- **Your task**: Render as a numbered list the lines running from the start of the rows below up to and including the line that contains "61L254 63L310 133L403". Omit any blank lines.

Dataset records
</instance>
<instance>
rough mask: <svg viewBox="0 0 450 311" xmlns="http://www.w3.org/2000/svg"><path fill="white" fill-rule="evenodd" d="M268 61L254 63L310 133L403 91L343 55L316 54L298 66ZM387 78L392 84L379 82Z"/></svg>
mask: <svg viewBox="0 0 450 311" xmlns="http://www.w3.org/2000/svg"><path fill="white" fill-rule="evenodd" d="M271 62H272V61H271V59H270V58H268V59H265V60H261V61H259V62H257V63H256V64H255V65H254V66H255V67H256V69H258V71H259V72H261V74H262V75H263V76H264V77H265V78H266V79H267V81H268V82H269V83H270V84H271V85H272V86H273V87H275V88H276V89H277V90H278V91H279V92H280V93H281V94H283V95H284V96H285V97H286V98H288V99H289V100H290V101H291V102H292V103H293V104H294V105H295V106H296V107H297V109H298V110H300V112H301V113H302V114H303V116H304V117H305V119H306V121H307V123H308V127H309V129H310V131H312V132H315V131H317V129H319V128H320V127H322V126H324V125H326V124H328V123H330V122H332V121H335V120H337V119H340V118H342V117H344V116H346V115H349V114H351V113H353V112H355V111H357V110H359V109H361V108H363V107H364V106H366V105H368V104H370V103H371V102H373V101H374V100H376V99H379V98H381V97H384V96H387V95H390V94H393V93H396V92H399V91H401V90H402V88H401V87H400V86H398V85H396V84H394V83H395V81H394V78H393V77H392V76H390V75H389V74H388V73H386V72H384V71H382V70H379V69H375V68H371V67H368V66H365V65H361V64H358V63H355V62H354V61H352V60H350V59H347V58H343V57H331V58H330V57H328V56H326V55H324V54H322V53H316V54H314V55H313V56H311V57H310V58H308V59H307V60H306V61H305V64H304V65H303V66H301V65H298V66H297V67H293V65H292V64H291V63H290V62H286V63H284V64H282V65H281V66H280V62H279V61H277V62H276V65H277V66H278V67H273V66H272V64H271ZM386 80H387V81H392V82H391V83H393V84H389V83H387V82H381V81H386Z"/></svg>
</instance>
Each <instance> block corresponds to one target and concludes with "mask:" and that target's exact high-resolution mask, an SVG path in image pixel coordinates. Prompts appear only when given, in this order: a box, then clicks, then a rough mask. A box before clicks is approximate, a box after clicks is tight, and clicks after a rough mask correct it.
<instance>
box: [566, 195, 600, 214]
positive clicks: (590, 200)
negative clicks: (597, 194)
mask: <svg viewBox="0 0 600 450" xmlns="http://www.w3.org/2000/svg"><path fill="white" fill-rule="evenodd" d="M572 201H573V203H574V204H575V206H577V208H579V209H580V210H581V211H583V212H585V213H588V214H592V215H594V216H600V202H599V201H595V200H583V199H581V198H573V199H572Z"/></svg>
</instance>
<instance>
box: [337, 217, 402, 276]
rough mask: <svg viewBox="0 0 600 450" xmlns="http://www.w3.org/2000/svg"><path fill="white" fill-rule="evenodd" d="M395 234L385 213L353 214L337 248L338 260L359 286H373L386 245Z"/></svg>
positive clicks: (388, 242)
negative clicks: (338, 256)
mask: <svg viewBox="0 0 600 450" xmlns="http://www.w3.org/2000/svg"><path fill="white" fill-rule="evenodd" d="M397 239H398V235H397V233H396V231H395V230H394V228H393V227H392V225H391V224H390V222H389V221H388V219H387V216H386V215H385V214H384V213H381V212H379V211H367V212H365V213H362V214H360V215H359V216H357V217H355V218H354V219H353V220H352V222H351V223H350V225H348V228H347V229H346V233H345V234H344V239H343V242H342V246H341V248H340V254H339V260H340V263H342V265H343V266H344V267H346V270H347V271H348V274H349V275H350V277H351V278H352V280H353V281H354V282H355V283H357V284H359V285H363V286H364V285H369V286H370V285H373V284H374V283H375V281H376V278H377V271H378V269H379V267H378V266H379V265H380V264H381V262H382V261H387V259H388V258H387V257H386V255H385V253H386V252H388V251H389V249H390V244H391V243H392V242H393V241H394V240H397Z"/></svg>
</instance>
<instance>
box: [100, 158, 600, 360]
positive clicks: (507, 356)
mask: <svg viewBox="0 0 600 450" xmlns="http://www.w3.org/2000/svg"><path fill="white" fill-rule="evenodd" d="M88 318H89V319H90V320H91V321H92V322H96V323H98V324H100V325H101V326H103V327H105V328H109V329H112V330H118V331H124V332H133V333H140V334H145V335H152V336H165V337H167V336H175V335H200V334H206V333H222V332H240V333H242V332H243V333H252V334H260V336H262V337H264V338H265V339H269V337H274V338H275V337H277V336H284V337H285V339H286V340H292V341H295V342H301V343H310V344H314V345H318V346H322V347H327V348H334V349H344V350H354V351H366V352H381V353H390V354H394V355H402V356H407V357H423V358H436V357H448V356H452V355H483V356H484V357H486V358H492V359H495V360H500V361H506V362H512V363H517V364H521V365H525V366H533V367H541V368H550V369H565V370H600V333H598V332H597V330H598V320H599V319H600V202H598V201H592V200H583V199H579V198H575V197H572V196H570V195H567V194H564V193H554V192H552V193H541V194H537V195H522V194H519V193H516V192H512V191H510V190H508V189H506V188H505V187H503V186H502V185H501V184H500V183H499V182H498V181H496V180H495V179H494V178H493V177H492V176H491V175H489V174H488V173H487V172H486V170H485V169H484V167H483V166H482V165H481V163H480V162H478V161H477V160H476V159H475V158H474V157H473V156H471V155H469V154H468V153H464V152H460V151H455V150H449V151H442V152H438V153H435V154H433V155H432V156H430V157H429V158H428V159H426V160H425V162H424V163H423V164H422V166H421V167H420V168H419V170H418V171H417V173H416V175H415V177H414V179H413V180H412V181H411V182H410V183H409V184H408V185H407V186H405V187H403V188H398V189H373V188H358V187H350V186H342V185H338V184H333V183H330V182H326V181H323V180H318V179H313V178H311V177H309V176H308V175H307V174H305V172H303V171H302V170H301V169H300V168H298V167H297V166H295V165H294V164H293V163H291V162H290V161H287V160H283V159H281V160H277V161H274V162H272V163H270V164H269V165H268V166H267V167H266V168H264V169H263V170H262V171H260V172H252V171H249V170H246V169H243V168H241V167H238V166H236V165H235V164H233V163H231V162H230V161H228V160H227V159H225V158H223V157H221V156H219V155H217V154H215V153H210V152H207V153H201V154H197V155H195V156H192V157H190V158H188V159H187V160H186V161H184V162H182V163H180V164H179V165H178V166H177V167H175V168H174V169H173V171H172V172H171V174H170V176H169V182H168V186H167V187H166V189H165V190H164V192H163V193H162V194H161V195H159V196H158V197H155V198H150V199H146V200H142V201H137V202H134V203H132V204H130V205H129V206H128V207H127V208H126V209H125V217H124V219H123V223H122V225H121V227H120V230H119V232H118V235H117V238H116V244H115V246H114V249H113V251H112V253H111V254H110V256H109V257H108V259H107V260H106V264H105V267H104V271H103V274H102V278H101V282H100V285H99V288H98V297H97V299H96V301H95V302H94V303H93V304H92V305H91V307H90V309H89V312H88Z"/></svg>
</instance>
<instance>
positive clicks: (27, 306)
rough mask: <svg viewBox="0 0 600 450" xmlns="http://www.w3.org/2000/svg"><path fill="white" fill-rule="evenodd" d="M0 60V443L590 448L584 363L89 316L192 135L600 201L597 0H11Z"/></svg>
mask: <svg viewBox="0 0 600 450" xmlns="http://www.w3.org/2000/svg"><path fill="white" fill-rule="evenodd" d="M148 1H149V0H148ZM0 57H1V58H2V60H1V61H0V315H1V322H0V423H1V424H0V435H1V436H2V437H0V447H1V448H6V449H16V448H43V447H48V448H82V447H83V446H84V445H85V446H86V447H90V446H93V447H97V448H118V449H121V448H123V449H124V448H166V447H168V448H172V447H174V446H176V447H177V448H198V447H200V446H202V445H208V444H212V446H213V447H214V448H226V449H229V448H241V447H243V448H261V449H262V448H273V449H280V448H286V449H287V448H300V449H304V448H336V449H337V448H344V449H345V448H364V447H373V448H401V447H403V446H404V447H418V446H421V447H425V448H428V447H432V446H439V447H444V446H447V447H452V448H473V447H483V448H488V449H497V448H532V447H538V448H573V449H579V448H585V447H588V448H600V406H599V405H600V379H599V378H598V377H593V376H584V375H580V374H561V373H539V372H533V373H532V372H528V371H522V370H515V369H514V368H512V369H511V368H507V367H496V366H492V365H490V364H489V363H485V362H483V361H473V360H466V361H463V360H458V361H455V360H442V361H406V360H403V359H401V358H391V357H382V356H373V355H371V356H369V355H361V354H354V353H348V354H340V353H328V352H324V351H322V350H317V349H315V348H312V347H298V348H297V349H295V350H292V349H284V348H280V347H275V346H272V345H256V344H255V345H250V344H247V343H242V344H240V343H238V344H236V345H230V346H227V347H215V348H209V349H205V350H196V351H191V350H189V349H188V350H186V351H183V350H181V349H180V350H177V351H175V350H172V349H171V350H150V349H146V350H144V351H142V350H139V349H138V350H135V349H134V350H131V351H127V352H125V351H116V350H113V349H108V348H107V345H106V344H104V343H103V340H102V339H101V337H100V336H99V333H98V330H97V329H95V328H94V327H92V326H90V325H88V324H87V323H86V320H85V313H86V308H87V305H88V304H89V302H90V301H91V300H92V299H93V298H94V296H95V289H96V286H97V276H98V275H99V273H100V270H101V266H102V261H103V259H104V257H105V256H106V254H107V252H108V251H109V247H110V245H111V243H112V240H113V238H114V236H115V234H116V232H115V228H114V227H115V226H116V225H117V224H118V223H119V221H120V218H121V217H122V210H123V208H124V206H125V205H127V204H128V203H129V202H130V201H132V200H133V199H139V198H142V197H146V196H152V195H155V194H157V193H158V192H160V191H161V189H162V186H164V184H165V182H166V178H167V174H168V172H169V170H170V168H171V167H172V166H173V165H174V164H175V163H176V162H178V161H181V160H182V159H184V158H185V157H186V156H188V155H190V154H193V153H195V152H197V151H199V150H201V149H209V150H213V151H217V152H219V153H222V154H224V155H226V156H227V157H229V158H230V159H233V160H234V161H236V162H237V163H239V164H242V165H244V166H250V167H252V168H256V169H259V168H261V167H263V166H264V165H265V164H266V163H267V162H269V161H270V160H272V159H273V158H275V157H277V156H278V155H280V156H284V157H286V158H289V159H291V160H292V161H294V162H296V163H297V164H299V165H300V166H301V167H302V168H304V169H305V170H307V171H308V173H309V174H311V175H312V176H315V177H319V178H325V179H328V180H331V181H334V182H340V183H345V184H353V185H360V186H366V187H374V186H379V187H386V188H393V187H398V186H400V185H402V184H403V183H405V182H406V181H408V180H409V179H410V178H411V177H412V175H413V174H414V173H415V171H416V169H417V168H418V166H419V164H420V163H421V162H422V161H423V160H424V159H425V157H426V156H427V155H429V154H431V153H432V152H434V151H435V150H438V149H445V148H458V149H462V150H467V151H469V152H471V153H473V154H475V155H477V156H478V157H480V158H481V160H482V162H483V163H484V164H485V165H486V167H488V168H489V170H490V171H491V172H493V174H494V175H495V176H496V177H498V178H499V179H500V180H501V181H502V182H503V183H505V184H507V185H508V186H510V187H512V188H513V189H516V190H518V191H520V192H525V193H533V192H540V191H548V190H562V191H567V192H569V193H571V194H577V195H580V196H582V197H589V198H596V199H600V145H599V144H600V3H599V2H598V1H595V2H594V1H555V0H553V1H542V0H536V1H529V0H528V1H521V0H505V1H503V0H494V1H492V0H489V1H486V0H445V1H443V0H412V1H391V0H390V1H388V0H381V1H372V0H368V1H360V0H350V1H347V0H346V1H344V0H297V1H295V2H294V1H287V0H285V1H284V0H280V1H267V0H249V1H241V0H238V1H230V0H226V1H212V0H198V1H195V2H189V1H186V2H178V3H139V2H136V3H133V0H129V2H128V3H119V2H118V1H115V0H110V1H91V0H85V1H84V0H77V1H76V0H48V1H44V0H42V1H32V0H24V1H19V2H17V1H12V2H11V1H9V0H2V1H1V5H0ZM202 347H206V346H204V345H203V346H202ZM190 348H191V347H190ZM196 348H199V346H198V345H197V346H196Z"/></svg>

- **Solution to this task**:
1. </instance>
2. <instance>
3. rough mask: <svg viewBox="0 0 450 311" xmlns="http://www.w3.org/2000/svg"><path fill="white" fill-rule="evenodd" d="M268 61L254 63L310 133L403 91L343 55L316 54L298 66ZM387 78L392 84L379 82Z"/></svg>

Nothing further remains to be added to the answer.